> _EXERCISE AIM_
Nothing but the lines from the one that contains "Target: cloud" through the end of the listing should appear, set down exactly.
PROVIDED RECORDS below:
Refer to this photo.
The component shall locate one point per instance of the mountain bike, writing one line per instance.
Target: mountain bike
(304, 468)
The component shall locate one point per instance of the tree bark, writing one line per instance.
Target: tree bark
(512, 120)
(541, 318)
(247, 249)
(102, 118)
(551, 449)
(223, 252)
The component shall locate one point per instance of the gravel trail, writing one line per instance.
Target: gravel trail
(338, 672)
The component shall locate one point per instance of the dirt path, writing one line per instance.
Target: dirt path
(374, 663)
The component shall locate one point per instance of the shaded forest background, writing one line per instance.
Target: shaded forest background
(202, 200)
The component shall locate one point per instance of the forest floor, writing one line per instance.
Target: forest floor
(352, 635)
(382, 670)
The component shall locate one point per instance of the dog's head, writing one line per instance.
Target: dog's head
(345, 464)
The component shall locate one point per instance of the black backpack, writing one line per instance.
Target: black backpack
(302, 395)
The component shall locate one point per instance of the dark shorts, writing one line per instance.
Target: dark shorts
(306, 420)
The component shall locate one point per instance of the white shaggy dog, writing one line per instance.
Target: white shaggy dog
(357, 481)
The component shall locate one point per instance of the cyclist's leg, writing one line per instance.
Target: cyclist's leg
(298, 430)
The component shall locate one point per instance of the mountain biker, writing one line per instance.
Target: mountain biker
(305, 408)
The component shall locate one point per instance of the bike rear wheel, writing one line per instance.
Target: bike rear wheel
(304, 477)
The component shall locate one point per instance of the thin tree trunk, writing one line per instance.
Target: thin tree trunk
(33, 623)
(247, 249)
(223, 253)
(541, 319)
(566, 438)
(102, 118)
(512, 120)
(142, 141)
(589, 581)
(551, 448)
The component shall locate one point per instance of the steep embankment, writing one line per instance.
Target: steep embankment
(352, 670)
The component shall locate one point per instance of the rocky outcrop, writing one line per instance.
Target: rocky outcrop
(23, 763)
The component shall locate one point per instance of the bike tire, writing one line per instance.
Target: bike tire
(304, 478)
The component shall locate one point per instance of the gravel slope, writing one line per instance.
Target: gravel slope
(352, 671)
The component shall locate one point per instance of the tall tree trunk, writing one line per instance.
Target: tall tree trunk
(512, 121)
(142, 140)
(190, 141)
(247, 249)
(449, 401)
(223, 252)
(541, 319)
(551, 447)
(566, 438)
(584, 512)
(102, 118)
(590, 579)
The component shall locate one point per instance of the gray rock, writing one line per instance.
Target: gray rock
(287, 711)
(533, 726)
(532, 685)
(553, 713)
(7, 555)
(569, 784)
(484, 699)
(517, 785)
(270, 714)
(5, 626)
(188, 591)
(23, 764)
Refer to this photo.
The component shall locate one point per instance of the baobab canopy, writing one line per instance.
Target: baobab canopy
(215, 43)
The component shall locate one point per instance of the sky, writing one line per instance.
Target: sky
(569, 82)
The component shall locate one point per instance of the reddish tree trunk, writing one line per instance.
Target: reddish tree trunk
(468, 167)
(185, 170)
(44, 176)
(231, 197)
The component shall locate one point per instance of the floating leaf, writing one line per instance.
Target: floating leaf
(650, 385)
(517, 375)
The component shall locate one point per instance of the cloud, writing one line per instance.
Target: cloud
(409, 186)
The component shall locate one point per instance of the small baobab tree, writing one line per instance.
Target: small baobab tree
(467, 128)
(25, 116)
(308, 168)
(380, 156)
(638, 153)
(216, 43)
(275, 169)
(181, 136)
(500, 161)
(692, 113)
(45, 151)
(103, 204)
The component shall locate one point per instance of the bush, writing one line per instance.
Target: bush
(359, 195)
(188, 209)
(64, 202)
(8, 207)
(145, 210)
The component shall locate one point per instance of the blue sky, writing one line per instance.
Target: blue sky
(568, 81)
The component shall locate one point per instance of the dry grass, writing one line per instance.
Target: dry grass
End of PROVIDED RECORDS.
> _SOLUTION TO THIS TASK_
Target: cloud
(409, 186)
The component shall locate one point per instance of the small baobab tree, writing one line per instance.
Target: small baobab tree
(467, 128)
(25, 116)
(308, 168)
(380, 156)
(638, 153)
(216, 43)
(275, 169)
(181, 136)
(500, 161)
(692, 113)
(45, 151)
(103, 204)
The component shall locate one point per instance of the bush, writing one line per instance.
Target: bush
(359, 195)
(188, 209)
(64, 202)
(8, 207)
(145, 210)
The component shall locate one point per instance of the blue sky, writing one line per instance.
Target: blue sky
(568, 81)
The component shall locate one point per instance of the dry grass, writing one line per instance.
Target: dry grass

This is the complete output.